◆ Labeled area outline items ◆

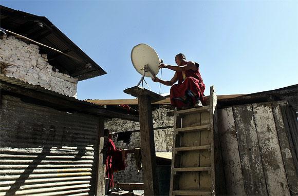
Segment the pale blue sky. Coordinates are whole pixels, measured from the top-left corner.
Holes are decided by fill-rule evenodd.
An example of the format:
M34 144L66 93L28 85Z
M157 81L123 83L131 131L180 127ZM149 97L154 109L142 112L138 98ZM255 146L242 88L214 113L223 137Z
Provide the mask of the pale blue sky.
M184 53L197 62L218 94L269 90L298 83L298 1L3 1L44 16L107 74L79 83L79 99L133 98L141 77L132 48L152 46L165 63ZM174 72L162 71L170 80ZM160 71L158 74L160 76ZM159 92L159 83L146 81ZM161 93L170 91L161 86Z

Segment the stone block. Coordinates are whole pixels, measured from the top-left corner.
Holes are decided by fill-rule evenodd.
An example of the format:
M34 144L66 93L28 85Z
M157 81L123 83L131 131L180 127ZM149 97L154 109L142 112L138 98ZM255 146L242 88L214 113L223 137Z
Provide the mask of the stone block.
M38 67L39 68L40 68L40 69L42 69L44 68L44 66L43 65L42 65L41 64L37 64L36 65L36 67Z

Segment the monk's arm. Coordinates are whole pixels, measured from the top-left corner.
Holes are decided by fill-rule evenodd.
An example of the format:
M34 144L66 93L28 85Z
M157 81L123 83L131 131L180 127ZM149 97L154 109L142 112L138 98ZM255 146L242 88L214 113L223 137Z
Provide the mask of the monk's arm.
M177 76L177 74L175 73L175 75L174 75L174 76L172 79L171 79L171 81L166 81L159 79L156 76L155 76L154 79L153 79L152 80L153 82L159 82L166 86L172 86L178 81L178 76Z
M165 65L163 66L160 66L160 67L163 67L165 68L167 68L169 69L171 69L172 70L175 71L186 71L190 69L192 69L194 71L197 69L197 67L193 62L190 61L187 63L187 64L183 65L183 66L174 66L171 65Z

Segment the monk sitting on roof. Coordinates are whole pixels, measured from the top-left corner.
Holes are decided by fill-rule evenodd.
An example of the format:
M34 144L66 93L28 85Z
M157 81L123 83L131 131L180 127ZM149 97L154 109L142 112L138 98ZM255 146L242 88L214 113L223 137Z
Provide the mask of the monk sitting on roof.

---

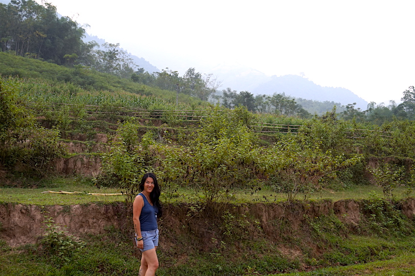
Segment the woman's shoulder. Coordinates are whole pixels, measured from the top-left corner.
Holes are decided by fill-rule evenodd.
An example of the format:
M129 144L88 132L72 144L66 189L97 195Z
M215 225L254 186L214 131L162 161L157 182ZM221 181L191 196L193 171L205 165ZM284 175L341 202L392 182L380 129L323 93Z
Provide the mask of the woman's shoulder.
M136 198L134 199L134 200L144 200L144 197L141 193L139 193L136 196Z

◆ Work to complete ◆
Convert the data into a numbered list, omitting blank lines, starting with the line containing "Segment the monk sitting" and continuing through the line containing "Provide the mask of the monk sitting on roof.".

◆ Result of the exercise ◆
1. Segment the monk sitting on roof. Coordinates are whole pixels, measured from the top-left corner.
2. Holes are decided by fill-rule evenodd.
3. An example of the format:
4. M34 144L66 93L28 85Z
5. M157 81L123 83L131 131L180 127ZM149 97L154 109L142 112L138 98ZM255 146L242 88L214 113L223 137Z
6. Provide the mask of the monk sitting on roof.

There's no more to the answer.